*CONSIGNES À SUIVRE*.
1: Relevez, dans l'extrait sur Mayotte, toutes les quantités exprimées en millions, dans l'ordre où elles apparaissent.
2: Recopiez tout le passage de l'extrait sur Mayotte qui va de « Par ailleurs, les » jusqu'à « ces différents dispositifs. ».
3: Rédigez la suite de l'extrait sur Mayotte, en partant de sa dernière phrase.

*EXTRAIT FOURNI*.
Mon ambition, notamment sociale, est articulée avec l'engagement économique, et je veux associer compétitivité des entreprises, efficacité, prospérité économique et développement social du territoire. Nous devons assumer cette méthode. C'est tout le sens de la priorité donnée au travail et à la convergence du Smic que j'ai déjà eu l'occasion d'évoquer.
Madame la sénatrice, la lutte contre l'émigration clandestine doit être une priorité. Il s'agit d'une réalité de ce territoire, et vous ne trouverez aucun Mahorais pour la contester. Nous sommes d'ailleurs parfois en désaccord avec certains élus mahorais sur les outils, par exemple sur le titre territorialisé.
Pour autant, il est faux de dire que rien n'est fait ou ne se fera pour l'école. La construction des écoles est prioritaire dans le fléchage des crédits d'amorçage de 100 millions d'euros et 700 millions d'euros sont inscrits dans le rapport annexé pour poursuivre la construction des nouveaux établissements scolaires.
En ce qui concerne l'eau, qui est un enjeu majeur, je rappelais à la tribune qu'il nous faut être vigilants. Lors de mon déplacement en avril dernier, j'ai rencontré l'ensemble des acteurs concernés.
Nous avançons, notamment en matière de grandes infrastructures : l'arrêté d'autorisation des travaux de l'usine de dessalement est signé et l'acquisition du foncier nécessaire à la construction de la troisième retenue collinaire suit son cours.
Par ailleurs, les campagnes de forage se poursuivent et se déroulent plutôt bien et quelque 2 millions de litres d'eau arriveront prochainement à Mayotte par voie maritime.
Le travail continue, car beaucoup reste à faire, notamment avec le syndicat mixte Les eaux de Mayotte (Lema) pour lutter contre les fuites après compteur. Plus de 700 millions d'euros sont engagés pour financer ces différents dispositifs.

*DONNÉES FOURNIES*.
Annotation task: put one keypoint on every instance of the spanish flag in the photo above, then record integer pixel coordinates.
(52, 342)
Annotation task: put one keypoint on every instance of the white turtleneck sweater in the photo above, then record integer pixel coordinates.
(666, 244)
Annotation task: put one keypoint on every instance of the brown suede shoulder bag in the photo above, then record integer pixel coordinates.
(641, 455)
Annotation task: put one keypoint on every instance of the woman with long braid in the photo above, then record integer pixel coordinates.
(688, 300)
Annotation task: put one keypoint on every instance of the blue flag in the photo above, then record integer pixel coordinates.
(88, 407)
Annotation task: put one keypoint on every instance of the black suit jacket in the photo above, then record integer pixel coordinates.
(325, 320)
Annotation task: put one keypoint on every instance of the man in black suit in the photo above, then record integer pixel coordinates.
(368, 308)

==

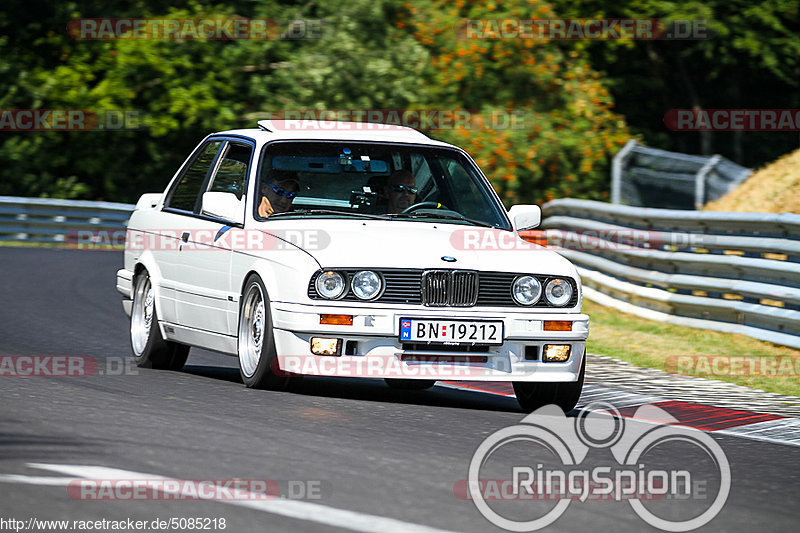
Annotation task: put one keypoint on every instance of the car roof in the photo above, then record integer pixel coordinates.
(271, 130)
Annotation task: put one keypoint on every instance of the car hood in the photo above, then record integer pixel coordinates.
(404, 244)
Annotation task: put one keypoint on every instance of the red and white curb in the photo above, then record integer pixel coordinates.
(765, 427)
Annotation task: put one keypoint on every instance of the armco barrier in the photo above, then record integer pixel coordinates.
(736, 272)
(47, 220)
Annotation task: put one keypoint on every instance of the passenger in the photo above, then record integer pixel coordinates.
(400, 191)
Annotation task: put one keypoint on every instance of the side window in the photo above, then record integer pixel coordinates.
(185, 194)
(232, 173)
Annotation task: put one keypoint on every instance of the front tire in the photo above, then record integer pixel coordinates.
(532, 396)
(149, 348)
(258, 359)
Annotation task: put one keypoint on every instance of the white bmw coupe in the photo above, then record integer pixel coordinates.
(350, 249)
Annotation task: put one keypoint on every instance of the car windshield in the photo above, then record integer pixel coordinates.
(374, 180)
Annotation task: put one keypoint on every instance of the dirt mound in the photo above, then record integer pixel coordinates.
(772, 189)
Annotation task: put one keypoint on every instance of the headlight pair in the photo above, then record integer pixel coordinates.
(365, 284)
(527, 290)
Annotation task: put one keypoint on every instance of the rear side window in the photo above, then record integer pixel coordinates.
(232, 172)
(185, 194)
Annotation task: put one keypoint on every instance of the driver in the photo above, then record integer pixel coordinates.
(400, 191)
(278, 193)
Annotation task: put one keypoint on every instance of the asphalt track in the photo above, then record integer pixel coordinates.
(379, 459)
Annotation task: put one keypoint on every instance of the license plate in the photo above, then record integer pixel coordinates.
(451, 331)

==

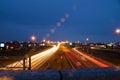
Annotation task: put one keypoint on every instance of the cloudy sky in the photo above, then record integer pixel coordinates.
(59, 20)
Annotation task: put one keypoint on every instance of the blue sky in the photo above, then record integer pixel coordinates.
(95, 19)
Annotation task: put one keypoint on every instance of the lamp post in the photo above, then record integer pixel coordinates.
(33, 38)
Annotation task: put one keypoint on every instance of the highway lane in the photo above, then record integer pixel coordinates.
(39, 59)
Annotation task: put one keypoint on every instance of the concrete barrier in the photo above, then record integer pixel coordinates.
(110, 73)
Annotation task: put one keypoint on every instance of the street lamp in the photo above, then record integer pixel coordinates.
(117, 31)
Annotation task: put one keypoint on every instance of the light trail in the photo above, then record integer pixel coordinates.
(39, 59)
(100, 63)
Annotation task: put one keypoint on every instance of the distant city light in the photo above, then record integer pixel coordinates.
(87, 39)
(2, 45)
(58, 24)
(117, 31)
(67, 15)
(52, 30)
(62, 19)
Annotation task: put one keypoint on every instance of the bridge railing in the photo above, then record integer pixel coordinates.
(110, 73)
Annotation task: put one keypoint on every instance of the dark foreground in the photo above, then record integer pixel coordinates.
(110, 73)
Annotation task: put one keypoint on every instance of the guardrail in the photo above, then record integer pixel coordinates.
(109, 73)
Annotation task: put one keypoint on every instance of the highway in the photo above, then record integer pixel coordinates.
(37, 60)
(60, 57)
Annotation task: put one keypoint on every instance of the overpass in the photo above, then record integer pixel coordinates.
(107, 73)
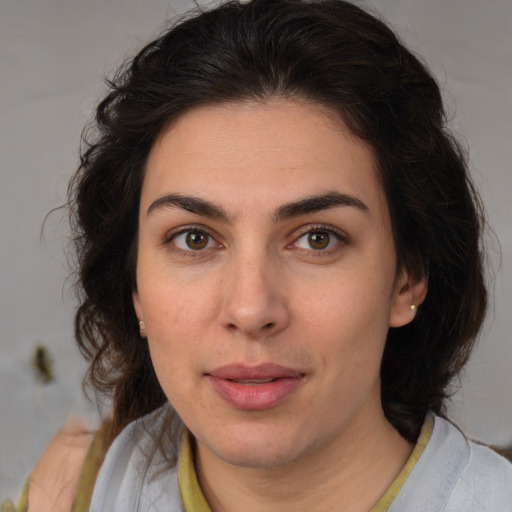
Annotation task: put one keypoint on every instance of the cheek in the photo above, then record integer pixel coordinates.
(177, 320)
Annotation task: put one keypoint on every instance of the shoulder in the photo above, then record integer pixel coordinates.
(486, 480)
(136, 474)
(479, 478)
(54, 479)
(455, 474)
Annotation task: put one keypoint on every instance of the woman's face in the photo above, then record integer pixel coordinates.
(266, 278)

*RÉPONSES AUX CONSIGNES*.
1:
- 100 millions d'euros
- 700 millions d'euros
- 2 millions de litres d'eau
- plus de 700 millions d'euros

2:
Par ailleurs, les campagnes de forage se poursuivent et se déroulent plutôt bien et quelque 2 millions de litres d'eau arriveront prochainement à Mayotte par voie maritime.
Le travail continue, car beaucoup reste à faire, notamment avec le syndicat mixte Les eaux de Mayotte (Lema) pour lutter contre les fuites après compteur. Plus de 700 millions d'euros sont engagés pour financer ces différents dispositifs.

3:
Monsieur le sénateur Omar Oili, la phase 2 de la mission inter-inspections pour reconstruire Mayotte que vous évoquez n'est pas terminée. Dès lors que ses travaux seront achevés, je vous transmettrai, ainsi qu'à l'ensemble des sénateurs, son second rapport. Les hauts fonctionnaires chargés de ce dossier ont bien travaillé et je n'ai absolument rien à cacher.
Le tableau de programmation figurant dans le rapport annexé comprend 3,2 milliards d'euros d'investissements. Par l'amendement n° 155 rectifié bis, je vous proposerai de porter ce montant à près de 4 milliards d'euros. Le montant de 6 milliards que vous avancez, monsieur le sénateur, correspond à la somme de 3,2 milliards d'euros que je viens d'évoquer et au coût évalué des dégâts, qui s'établit à 3,5 milliards d'euros et qui comprend notamment le coût des bidonvilles. Il nous faudra toutefois affiner ces montants chaque année en fonction de l'évolution des projets.
Si je comprends vos doutes, monsieur Oili, je tiens à préciser que c'est la première fois qu'une telle somme est engagée. Ce sera le travail du Parlement – je sais que les sénateurs le mèneront avec exigence – que de contrôler l'emploi de ces crédits et d'en affiner les montants dans le cadre de la programmation qui vous est proposée.
Vous avez également évoqué les prêts à taux zéro. Lors de la visite du Président de la République, nous avons constaté que les banques faisaient incontestablement blocage. Ceux-ci ont été levés, de sorte que les dossiers des Mahorais sont désormais acceptés. Le préfet François-Xavier Bieuville réunira les banques demain pour faire le point. On peut toujours espérer que les choses aillent plus vite, mais sachez que nous suivons la situation de près et que nous maintenons la pression sur les banques.
Vous avez en outre abordé la situation de la pêche et la redevance thonière : oui, 1,6 million d'euros sont bien disponibles pour cette filière. Si les choses n'avancent pas, cela s'explique sans doute par l'affaiblissement de l'administration maritime, conjugué à la dispersion d'une filière qui a du mal à parler d'une seule voix.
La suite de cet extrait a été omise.